_Given exercise_.
Please reproduce every item below word for word, leaving out the pictures.

_Records for this exercise_.
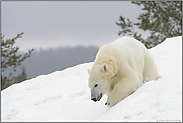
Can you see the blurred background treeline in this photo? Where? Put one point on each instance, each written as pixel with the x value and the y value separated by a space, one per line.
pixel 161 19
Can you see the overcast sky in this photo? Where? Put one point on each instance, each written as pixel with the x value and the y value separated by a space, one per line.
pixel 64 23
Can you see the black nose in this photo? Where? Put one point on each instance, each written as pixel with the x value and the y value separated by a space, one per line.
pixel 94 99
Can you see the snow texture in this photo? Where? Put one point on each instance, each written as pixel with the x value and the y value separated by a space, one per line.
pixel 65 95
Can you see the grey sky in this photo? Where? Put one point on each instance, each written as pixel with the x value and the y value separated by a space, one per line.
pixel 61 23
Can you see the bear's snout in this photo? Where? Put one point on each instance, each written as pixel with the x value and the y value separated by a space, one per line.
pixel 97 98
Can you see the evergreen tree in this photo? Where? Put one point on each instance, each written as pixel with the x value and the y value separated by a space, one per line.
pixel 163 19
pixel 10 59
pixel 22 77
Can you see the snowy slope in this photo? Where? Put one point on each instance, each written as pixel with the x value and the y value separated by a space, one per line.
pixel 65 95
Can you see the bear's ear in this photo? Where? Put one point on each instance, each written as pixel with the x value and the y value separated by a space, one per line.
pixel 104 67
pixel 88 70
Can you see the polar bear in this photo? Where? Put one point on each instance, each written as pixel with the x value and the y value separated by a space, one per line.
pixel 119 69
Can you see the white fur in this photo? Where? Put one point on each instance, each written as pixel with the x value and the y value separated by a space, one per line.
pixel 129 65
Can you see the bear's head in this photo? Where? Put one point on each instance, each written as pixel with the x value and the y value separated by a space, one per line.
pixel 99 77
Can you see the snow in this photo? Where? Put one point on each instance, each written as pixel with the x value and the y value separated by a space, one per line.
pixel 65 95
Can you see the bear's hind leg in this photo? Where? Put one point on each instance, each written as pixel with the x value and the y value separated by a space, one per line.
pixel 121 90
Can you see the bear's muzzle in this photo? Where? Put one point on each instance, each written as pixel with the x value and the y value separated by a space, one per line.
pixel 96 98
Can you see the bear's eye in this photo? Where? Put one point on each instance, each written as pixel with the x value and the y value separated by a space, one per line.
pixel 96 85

_Response below_.
Can you see the blurred background treeline in this photo? Where? Put one point on each instance, each written as pixel with the x value and the y value separated by a space, one per line.
pixel 161 19
Can you see the overcast sky in this photo? Where? Put one point on each instance, each written as pixel with the x value and the y value separated by a space, one per line.
pixel 64 23
Can you see the black nose in this photo? Where? Put one point on each instance, each written as pixel with the x value and the y value separated by a space, one per line.
pixel 94 99
Can you see the snow texture in this photo? Where? Put one point on each instance, each written as pixel with the x value and the y value separated by a space, one per line.
pixel 65 95
Can you see the grey sky in this photo? Where? Put one point on each instance, each written as pixel with the x value and the y value separated by a space, one per line.
pixel 61 23
Can you see the bear's snout in this photo? Where? Put one point on each instance, each written as pixel with the x value and the y value separated by a space, one per line.
pixel 97 98
Can you see the evergreen tree in this photo? Where? Put one point on each instance, each written as pixel with the x value and the y value separated by a space, one per line.
pixel 163 19
pixel 10 59
pixel 22 77
Can you see the snowy slope in this photo? Where? Put one point on each instance, each written as pixel with the x value and the y value separated by a space, one per line.
pixel 65 95
Can you see the bear's ear in this photo? Where? Put one point on each instance, each written as pixel with the x value and the y value separated by a space, one per line.
pixel 104 67
pixel 88 70
Can you see the polar bear in this photo? Where? Put one point on each instance, each written as pixel with the x value and the y value separated by a space, one per line.
pixel 119 69
Can you see the white fur in this photo? Where? Put one point on each instance, each written as pixel with the x value and the y value separated by a space, one per line.
pixel 129 65
Can you see the bear's head in this photo? Where? Put one point on each instance, each written as pixel with the x value and the y value separated by a space, one per line.
pixel 99 77
Can you see the snow in this photo? Where? Put one point on each instance, each written as pixel with the x value and the y value separated by a space, one per line.
pixel 65 95
Can you see the bear's hind leg in this photo? Where? Put one point on each instance, each written as pixel with the x value and the y value separated by a space, one per line.
pixel 121 90
Can you see the bear's muzzle in this photo? Where? Put one point on each instance, each written as pixel with the x value and the y value separated by a space, one per line.
pixel 96 98
Can you see the bear's eye in this photo? Where? Put one point on each instance, each written as pixel with the x value and the y value separated by a space, one per line.
pixel 96 85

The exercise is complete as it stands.